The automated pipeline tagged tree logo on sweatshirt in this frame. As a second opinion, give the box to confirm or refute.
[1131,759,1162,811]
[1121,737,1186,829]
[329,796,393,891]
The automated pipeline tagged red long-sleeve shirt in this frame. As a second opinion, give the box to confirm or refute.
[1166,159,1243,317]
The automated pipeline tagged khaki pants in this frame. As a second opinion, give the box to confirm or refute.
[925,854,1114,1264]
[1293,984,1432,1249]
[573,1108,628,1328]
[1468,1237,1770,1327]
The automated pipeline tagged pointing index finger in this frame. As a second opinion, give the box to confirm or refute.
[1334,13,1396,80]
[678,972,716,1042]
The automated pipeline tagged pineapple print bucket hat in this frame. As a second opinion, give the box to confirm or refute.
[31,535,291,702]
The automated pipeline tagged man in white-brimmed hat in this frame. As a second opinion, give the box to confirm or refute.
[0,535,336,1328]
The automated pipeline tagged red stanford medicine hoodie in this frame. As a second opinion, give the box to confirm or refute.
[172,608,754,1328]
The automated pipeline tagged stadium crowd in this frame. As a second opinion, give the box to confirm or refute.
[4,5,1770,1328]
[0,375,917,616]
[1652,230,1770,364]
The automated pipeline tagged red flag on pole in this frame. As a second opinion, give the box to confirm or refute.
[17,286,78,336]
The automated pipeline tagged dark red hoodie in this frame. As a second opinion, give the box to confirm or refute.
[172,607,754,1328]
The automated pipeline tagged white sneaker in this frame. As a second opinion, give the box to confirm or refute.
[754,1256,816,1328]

→ What to produce
A verbatim reproduction of all the records above is the expected answer.

→ Answer for this exercise
The automated pipeline tagged tree logo on sweatshirt in this frame. As a second opinion, give the box to confirm or refute.
[1131,759,1162,811]
[1121,737,1186,829]
[329,796,393,891]
The automated pipeline tagged red long-sleeve shirt in this frame. As a second opinion, give the box to confirm or refute.
[1166,159,1243,317]
The automated pipeline tagged khaki pants in this frame. As a second opinion, give the box to confirm or refute.
[925,854,1114,1264]
[1293,984,1432,1249]
[573,1108,628,1328]
[1468,1237,1770,1327]
The automated pipeline tagged pointing index finger in this frame. As a second opinion, give the box to confirm or refute.
[1334,13,1396,80]
[678,972,716,1042]
The automated pipeline tagged pineapple print bucket hat in this frame. As a second opinion, give the box to confirm or refute.
[31,535,291,702]
The automated pipeline tagged man in white-brimmed hat in this frame. As a second opinion, give the box to confirm or refute.
[0,535,336,1328]
The automated pipeline tagged red stanford medicine hoodie in this frame. As a second opinion, give the box to confirm or refute.
[172,608,754,1328]
The automated pipeline tagged stadium crowd in this frame. As a second opinion, give the box to confirm or refute.
[4,5,1770,1328]
[0,375,917,616]
[1652,230,1770,364]
The automated pipeline tagged red flag on pole in this frame. As a second opinion, give the box to confirm or refute.
[17,286,78,336]
The automated pipeline tagged dark red hoodie in this frame. As a second opinion, give the box to confirm or refute.
[172,607,754,1328]
The automated pipeline tagged white sneaker in this frame. As a second opinion, give the box to confirm or refute.
[754,1256,816,1328]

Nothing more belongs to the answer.